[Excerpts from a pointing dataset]
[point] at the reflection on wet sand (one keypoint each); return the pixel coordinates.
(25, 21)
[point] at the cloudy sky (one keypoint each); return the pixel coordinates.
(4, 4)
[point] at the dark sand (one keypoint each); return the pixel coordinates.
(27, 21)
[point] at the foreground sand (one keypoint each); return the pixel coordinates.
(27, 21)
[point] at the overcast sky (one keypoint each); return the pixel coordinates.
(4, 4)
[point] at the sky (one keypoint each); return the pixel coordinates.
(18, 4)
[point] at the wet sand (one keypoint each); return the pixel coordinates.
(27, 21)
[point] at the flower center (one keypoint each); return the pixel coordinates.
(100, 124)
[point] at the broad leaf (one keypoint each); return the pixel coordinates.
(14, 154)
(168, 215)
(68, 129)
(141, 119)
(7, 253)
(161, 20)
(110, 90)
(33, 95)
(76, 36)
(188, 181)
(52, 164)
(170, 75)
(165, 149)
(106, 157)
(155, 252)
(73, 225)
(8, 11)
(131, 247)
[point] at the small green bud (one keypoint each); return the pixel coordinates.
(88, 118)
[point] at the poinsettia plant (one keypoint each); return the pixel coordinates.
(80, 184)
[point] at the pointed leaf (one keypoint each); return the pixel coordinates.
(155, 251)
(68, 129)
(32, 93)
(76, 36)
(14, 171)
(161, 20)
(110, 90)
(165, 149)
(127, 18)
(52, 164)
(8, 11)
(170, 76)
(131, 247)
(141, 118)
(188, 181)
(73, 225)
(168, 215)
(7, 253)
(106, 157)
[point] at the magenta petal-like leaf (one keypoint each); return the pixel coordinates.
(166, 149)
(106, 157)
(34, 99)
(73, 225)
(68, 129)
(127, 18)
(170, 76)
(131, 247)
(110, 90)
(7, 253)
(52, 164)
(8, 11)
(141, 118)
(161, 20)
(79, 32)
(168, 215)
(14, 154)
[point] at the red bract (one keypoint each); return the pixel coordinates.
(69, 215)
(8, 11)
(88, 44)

### GIVEN EXERCISE
Rewrite all of the material above as a numbered list, omitting any blank lines.

### FINISHED EXERCISE
1. [point] at the reflection on wet sand (one keypoint each); return the pixel coordinates.
2. (25, 21)
3. [point] at the cloudy sky (one keypoint each); return the pixel coordinates.
4. (4, 4)
5. [point] at the dark sand (one keypoint each); return the pixel coordinates.
6. (27, 21)
7. [point] at the foreground sand (one keypoint each); return the pixel coordinates.
8. (27, 21)
9. [point] at the overcast sky (one keypoint each); return the pixel coordinates.
10. (4, 4)
11. [point] at the sky (one keypoint each); return the pixel coordinates.
12. (18, 4)
13. [point] at the wet sand (one keypoint each); return the pixel coordinates.
14. (27, 21)
15. [point] at the flower center (one keypoint each); return the pixel coordinates.
16. (100, 124)
17. [point] at the broad leaf (one keypoint each); return the pixel coordinates.
18. (14, 154)
19. (168, 215)
20. (68, 129)
21. (141, 119)
22. (7, 253)
23. (161, 20)
24. (110, 90)
25. (33, 95)
26. (76, 36)
27. (188, 181)
28. (52, 164)
29. (170, 75)
30. (165, 149)
31. (106, 157)
32. (155, 252)
33. (73, 225)
34. (8, 11)
35. (131, 247)
36. [point] at the small green bud (one keypoint each); return the pixel coordinates.
37. (88, 118)
38. [point] at the poinsettia plant (one keypoint each); return the pixel coordinates.
39. (80, 184)
40. [point] at the pointed leaf (one keypoint each); return the pixel coordinates.
41. (155, 251)
42. (68, 129)
43. (32, 93)
44. (76, 36)
45. (14, 171)
46. (161, 20)
47. (110, 90)
48. (165, 149)
49. (127, 18)
50. (52, 164)
51. (8, 11)
52. (170, 76)
53. (131, 247)
54. (141, 118)
55. (188, 181)
56. (73, 225)
57. (168, 215)
58. (7, 253)
59. (106, 157)
60. [point] at the magenta petal-like leaf (one keypoint each); return the pixel coordinates.
61. (166, 149)
62. (106, 157)
63. (34, 99)
64. (73, 225)
65. (68, 129)
66. (127, 18)
67. (170, 76)
68. (131, 247)
69. (110, 90)
70. (7, 253)
71. (52, 164)
72. (8, 11)
73. (141, 118)
74. (161, 20)
75. (79, 32)
76. (168, 215)
77. (14, 154)
78. [point] at the red bract (one keypoint each); return the pixel coordinates.
79. (69, 215)
80. (8, 11)
81. (88, 44)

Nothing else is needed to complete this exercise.